**Text block:**
And then, there’s “Talking Space”, a podcast that I’m no longer willing to listen to. I rarely tell people that I’ve stopped subscribing to their content, but in this case, I felt compelled to write them a note — it’s unusual to find people in this media segment who so faithfully channel Ellsworth Toohey. Even though almost no one who reads Samizdata will have heard their tiny podcast, I’ve included the entire content below:]

I regularly listened to your program until your episode just after Falcon Heavy’s test flight. I was disgusted at that time with your astonishingly negative attitude about that launch, and unsubscribed for a while, but I decided to give you another chance. Having just stopped listening halfway through “To the moon, Elon!”, I think I’m through with your podcast permanently.

The BFR, if it flies, will be the first fully reusable orbital launch vehicle in history, and will also be one of the heaviest lift vehicles in history. Musk claims it will reduce launch costs by a factor of about two orders of magnitude. Even if it only reduces launch costs by a factor of ten and not one hundred, it will be a major milestone in human history, and I don’t believe that I’m exaggerating.

Not a single mention of that had been made by the time I shut off the episode. All I heard was “it might take a years longer than Musk says” and “this will cost money, where will it come from?” and the even more offensive “Yawn” remark where one of your hosts expressed actual boredom with the news.

On the cost, Musk has a long track record of securing the funding he needs, and as to the former, when he was asked about the timing at the press conference, he absolutely owned up to the fact that they were unlikely, saying that the dates in question were optimistic and based on nothing going wrong.

We all know by now, after his work at several companies, both that Musk rarely makes his dates, but that he almost always manages to achieve the the engineering goals he’s set. SpaceX had its first orbital launch only ten years ago, but is now the world’s leading launch provider, with only the Chinese government launching more often, and given the customer contracts they have in hand and the continuous increase in launch rate, by next year SpaceX may be approaching the Chinese launch cadence. There’s very little reason to doubt that they’re technically capable of building BFR or that they’ve got real revenue that they can apply to R&D, given that even a cursory estimate shows that their operating revenue is now into ten figures.

**Set problem A:** Reproduce the lines of the records from the one holding "Where can you see the parked" through the one holding "(1045, 650)", both included.
The letter and the records come from unrelated sources.

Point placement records
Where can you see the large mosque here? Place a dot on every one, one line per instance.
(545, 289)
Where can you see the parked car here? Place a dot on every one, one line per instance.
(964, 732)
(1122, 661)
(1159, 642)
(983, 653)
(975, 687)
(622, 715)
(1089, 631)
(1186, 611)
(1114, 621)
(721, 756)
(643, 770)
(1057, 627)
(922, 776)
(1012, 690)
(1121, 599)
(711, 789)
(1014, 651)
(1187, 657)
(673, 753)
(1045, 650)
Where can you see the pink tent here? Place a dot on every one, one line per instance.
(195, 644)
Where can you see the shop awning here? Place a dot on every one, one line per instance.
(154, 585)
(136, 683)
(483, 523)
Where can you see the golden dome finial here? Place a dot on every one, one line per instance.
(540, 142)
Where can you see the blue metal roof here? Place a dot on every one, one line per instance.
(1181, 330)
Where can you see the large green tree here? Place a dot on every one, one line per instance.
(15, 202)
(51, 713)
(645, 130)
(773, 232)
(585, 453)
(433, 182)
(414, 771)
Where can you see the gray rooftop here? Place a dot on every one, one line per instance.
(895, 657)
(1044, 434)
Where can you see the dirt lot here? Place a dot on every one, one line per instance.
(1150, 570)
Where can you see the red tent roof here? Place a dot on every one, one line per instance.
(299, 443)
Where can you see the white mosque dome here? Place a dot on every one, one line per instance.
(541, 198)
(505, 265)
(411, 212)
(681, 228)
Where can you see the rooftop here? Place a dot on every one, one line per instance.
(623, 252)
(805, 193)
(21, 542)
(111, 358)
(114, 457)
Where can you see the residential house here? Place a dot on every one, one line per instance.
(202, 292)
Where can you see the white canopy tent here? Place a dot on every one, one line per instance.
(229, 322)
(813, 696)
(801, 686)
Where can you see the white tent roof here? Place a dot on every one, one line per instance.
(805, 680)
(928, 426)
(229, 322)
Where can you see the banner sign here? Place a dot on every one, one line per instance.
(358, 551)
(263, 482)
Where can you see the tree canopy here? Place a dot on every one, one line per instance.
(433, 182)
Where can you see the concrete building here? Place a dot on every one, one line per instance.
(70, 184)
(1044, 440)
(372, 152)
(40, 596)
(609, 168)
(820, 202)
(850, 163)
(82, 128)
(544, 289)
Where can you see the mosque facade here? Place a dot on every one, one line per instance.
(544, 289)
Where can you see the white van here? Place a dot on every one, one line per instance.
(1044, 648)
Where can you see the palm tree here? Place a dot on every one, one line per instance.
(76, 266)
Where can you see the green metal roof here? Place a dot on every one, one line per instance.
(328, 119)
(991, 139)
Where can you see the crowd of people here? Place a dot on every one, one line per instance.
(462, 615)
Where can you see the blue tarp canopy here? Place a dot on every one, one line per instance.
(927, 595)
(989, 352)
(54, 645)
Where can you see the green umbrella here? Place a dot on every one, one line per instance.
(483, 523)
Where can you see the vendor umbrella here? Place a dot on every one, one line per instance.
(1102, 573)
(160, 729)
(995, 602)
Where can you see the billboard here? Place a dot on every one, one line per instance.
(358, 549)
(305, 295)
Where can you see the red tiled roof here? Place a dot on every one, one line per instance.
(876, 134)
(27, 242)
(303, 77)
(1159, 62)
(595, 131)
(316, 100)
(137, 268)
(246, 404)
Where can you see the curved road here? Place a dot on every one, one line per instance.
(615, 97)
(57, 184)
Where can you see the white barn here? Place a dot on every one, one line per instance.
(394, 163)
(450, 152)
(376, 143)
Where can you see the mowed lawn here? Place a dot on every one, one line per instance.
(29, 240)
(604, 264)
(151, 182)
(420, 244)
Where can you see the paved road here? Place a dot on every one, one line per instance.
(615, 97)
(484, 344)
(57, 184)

**Set problem B:** According to the letter, how long ago did SpaceX have its first orbital launch?

**Exercise result A:**
Where can you see the parked car here? Place a dot on every one, one line per instance.
(964, 732)
(1122, 661)
(1159, 642)
(983, 653)
(975, 687)
(622, 715)
(1089, 631)
(1186, 611)
(1114, 621)
(721, 756)
(643, 770)
(1057, 627)
(922, 776)
(1012, 690)
(1121, 599)
(711, 789)
(1014, 651)
(1187, 657)
(673, 753)
(1045, 650)

**Exercise result B:** Only ten years ago.